[[ DATA EXTRACT open ]]

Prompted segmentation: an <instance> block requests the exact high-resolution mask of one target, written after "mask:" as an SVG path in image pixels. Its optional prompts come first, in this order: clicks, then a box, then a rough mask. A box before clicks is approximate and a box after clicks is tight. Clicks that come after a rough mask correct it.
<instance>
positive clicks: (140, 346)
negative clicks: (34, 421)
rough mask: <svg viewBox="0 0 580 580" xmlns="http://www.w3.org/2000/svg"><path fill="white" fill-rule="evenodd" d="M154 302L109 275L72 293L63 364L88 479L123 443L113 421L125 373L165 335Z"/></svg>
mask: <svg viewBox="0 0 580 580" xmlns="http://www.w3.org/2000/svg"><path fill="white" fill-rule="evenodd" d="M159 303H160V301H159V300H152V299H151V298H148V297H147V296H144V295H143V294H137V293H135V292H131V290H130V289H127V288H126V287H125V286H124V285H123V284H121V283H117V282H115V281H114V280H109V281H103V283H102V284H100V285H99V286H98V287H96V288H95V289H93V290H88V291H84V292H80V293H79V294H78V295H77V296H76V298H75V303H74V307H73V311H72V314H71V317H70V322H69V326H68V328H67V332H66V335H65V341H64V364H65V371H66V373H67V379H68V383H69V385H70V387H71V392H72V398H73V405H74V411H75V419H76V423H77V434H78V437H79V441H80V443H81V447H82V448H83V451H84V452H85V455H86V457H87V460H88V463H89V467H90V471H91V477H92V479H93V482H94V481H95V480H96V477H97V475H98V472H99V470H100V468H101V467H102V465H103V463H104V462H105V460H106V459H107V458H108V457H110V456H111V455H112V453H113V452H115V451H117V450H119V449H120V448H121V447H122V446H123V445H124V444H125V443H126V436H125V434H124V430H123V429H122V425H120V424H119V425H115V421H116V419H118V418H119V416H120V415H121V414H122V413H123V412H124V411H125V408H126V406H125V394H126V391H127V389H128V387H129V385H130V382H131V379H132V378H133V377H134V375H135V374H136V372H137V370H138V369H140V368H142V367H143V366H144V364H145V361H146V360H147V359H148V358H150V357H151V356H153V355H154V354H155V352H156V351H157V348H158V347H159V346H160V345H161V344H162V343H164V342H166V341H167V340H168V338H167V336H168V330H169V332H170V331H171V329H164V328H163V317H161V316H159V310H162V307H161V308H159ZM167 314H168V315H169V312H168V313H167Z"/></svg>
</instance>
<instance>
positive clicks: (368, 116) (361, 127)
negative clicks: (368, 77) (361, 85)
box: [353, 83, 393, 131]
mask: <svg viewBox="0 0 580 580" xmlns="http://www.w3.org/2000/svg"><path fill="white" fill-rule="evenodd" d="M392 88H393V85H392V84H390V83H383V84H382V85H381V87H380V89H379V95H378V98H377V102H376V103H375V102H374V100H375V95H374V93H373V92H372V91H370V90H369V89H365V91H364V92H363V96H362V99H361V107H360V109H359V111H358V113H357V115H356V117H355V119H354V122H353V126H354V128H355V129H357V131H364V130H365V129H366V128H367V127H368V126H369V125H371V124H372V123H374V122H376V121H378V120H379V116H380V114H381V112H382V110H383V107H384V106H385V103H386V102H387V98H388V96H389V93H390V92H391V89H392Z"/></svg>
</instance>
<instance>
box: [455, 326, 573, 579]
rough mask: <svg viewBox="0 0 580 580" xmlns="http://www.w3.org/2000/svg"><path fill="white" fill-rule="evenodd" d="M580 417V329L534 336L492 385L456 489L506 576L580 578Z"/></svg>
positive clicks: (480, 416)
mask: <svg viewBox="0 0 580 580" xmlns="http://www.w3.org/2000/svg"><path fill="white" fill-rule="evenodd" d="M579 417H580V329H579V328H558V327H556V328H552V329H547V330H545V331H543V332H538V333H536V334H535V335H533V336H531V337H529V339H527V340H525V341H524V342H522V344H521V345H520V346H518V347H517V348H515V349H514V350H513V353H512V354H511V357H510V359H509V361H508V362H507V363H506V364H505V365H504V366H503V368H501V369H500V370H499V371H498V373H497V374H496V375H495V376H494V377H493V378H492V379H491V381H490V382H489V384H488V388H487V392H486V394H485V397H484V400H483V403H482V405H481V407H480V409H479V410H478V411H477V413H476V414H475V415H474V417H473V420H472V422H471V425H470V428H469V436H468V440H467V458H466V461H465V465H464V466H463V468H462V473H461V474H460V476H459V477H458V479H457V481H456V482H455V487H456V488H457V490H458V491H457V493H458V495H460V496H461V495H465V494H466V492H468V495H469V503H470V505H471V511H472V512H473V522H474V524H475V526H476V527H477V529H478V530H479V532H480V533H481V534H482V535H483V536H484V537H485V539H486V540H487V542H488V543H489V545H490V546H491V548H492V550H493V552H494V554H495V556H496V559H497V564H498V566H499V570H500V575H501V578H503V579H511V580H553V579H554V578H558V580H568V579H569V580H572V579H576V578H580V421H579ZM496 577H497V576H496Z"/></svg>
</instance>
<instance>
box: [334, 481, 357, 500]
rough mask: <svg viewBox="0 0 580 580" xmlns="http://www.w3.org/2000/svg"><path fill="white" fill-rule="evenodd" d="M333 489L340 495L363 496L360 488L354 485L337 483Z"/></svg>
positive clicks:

[[ DATA EXTRACT closed ]]

▶ _WHAT IS NEEDED_: Please transcribe the records above in full, keeping every word.

▶ _COMPLETED TASK_:
Prompted segmentation: an <instance> block requests the exact high-resolution mask of one target, written after "mask:" as an SVG path in image pixels. Its optional prompts come first, in this order: clicks, then a box, then a rough mask. A box before clicks is approximate and a box after clicks is tight. Clicks that come after a rough mask correct it.
<instance>
positive clicks: (140, 346)
negative clicks: (34, 421)
rough mask: <svg viewBox="0 0 580 580" xmlns="http://www.w3.org/2000/svg"><path fill="white" fill-rule="evenodd" d="M154 302L109 275L72 293L63 364L88 479L123 443L113 421L125 373L165 335Z"/></svg>
mask: <svg viewBox="0 0 580 580" xmlns="http://www.w3.org/2000/svg"><path fill="white" fill-rule="evenodd" d="M159 303H160V301H159V300H152V299H151V298H148V297H147V296H144V295H143V294H137V293H135V292H131V290H130V289H127V288H126V287H125V286H124V285H123V284H121V283H117V282H115V281H114V280H109V281H103V283H102V284H100V285H99V286H98V287H96V288H95V289H93V290H88V291H84V292H80V293H79V294H78V295H77V296H76V298H75V303H74V307H73V311H72V314H71V317H70V322H69V326H68V328H67V332H66V335H65V341H64V364H65V371H66V373H67V379H68V383H69V385H70V387H71V392H72V398H73V405H74V411H75V419H76V423H77V434H78V437H79V441H80V443H81V447H82V448H83V451H84V452H85V455H86V457H87V460H88V463H89V467H90V471H91V477H92V479H93V482H94V481H95V480H96V477H97V475H98V472H99V470H100V468H101V467H102V465H103V463H104V462H105V460H106V459H107V458H108V457H110V456H111V455H112V453H113V452H115V451H117V450H119V449H120V448H121V447H122V446H123V445H124V444H125V443H126V436H125V434H124V430H123V429H122V425H120V424H119V425H115V421H116V419H118V418H119V416H120V415H121V414H122V413H123V412H124V411H125V408H126V406H125V394H126V391H127V389H128V387H129V385H130V382H131V379H132V378H133V377H134V375H135V374H136V372H137V370H138V369H140V368H142V367H143V366H144V364H145V361H146V360H147V359H148V358H150V357H151V356H153V355H154V354H155V352H156V351H157V348H158V347H159V346H160V345H161V344H162V343H164V342H166V341H167V340H168V338H167V336H168V330H169V332H170V331H171V329H164V328H163V317H161V316H159V310H162V307H161V308H159ZM167 314H168V315H169V312H168V313H167Z"/></svg>
</instance>
<instance>
positive clicks: (368, 116) (361, 127)
negative clicks: (368, 77) (361, 85)
box: [353, 83, 393, 131]
mask: <svg viewBox="0 0 580 580" xmlns="http://www.w3.org/2000/svg"><path fill="white" fill-rule="evenodd" d="M392 88H393V85H392V84H390V83H383V84H382V85H381V87H380V89H379V95H378V98H377V102H376V103H375V102H374V100H375V95H374V93H373V92H372V91H370V90H369V89H365V91H364V92H363V96H362V99H361V107H360V109H359V111H358V113H357V115H356V117H355V119H354V122H353V126H354V128H355V129H357V131H364V130H365V129H366V128H367V127H368V126H369V125H371V124H372V123H374V122H376V121H378V120H379V116H380V114H381V112H382V110H383V107H384V106H385V103H386V102H387V98H388V96H389V93H390V92H391V89H392Z"/></svg>
</instance>
<instance>
box: [455, 326, 573, 579]
rough mask: <svg viewBox="0 0 580 580" xmlns="http://www.w3.org/2000/svg"><path fill="white" fill-rule="evenodd" d="M580 417V329L534 336L492 385L456 489L506 576L580 578Z"/></svg>
positive clicks: (480, 416)
mask: <svg viewBox="0 0 580 580" xmlns="http://www.w3.org/2000/svg"><path fill="white" fill-rule="evenodd" d="M579 417H580V329H579V328H558V327H556V328H552V329H547V330H545V331H543V332H538V333H536V334H535V335H533V336H531V337H529V339H527V340H525V341H524V342H522V344H521V345H520V346H518V347H517V348H515V349H514V350H513V353H512V354H511V357H510V359H509V361H508V362H507V363H506V364H505V365H504V366H503V368H501V369H500V370H499V371H498V373H497V374H496V375H495V376H494V377H493V378H492V379H491V381H490V382H489V384H488V388H487V392H486V394H485V397H484V400H483V403H482V405H481V407H480V409H479V410H478V411H477V413H476V414H475V415H474V417H473V420H472V422H471V425H470V428H469V436H468V440H467V458H466V461H465V465H464V466H463V468H462V473H461V474H460V476H459V477H458V479H457V481H456V482H455V487H456V488H457V490H458V491H457V493H458V495H460V496H461V495H465V494H466V492H468V495H469V503H470V505H471V511H472V512H473V522H474V524H475V526H476V527H477V529H478V530H479V532H480V533H481V534H482V535H483V536H484V537H485V539H486V540H487V542H488V543H489V545H490V546H491V548H492V550H493V552H494V554H495V556H496V559H497V564H498V566H499V570H500V575H501V578H503V579H511V580H553V579H554V578H558V580H568V579H569V580H572V579H576V578H580V421H579ZM496 577H497V576H496Z"/></svg>
</instance>
<instance>
box: [334, 481, 357, 500]
rough mask: <svg viewBox="0 0 580 580" xmlns="http://www.w3.org/2000/svg"><path fill="white" fill-rule="evenodd" d="M333 489L340 495L363 496L360 488L354 485L337 483Z"/></svg>
positive clicks:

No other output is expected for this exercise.